▶ [Given problem]
Render every line of the rows below as a JSON list of strings, one string per line, leaving out blank lines.

-- START OF Supplied entries --

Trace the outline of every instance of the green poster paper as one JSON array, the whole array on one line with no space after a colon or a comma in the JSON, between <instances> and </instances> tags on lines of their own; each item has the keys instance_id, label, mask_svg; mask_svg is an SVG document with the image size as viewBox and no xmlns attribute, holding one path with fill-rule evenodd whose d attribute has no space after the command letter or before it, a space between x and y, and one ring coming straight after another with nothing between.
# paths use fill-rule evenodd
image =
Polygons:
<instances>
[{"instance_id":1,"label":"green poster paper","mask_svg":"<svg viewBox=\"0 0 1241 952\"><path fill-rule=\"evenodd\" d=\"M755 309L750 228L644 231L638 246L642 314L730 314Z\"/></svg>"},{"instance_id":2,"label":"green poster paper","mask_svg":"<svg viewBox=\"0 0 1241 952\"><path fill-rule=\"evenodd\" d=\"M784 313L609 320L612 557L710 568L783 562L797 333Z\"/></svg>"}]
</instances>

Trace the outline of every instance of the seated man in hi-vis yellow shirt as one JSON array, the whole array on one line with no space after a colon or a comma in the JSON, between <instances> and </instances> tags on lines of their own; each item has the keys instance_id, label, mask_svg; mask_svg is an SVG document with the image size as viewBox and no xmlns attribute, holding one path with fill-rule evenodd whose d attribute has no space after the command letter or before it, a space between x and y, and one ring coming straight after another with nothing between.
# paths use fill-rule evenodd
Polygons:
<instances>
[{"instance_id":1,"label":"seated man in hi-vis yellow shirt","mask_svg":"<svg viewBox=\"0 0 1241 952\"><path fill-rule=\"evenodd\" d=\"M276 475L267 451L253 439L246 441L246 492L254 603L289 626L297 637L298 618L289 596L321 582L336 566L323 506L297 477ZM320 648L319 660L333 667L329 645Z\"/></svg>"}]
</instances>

-- END OF Supplied entries --

▶ [The result]
[
  "Trace the outline of every instance of the green poster paper as one JSON array, the whole array on one line with no space after a colon or a comma in the JSON, between <instances> and </instances> tags on lines of their own; each item has the keys instance_id, label, mask_svg; mask_svg is an SVG document with the image size as viewBox and no xmlns attribute, holding one path with fill-rule evenodd whose d attribute has no space after the command letter or before it, a space between x and y, and one ring coming straight after another with nothing between.",
  "# paths use fill-rule evenodd",
  "image =",
  "Polygons:",
  "<instances>",
  "[{\"instance_id\":1,\"label\":\"green poster paper\",\"mask_svg\":\"<svg viewBox=\\\"0 0 1241 952\\\"><path fill-rule=\\\"evenodd\\\" d=\\\"M755 309L750 228L644 231L638 246L642 314L730 314Z\\\"/></svg>\"},{\"instance_id\":2,\"label\":\"green poster paper\",\"mask_svg\":\"<svg viewBox=\\\"0 0 1241 952\\\"><path fill-rule=\\\"evenodd\\\" d=\\\"M784 313L609 320L612 557L710 568L783 562L797 333Z\\\"/></svg>\"}]",
  "</instances>",
  "Trace the outline of every instance of the seated man in hi-vis yellow shirt as one JSON array, the whole array on one line with no space after a colon or a comma in the JSON, between <instances> and </instances> tags on lines of their own; each item has the keys instance_id, label, mask_svg; mask_svg is an SVG document with the image size as viewBox and no xmlns attribute, holding one path with fill-rule evenodd whose d attribute has no space after the command letter or before it, a space between x and y, and one ring coming straight after another with nothing between.",
  "# paths use fill-rule evenodd",
  "Polygons:",
  "<instances>",
  "[{\"instance_id\":1,\"label\":\"seated man in hi-vis yellow shirt\",\"mask_svg\":\"<svg viewBox=\\\"0 0 1241 952\\\"><path fill-rule=\\\"evenodd\\\" d=\\\"M276 475L267 451L253 439L246 441L246 492L254 603L289 626L297 637L298 618L289 596L321 582L336 566L323 506L297 477ZM320 648L319 660L333 667L329 645Z\\\"/></svg>\"}]",
  "</instances>"
]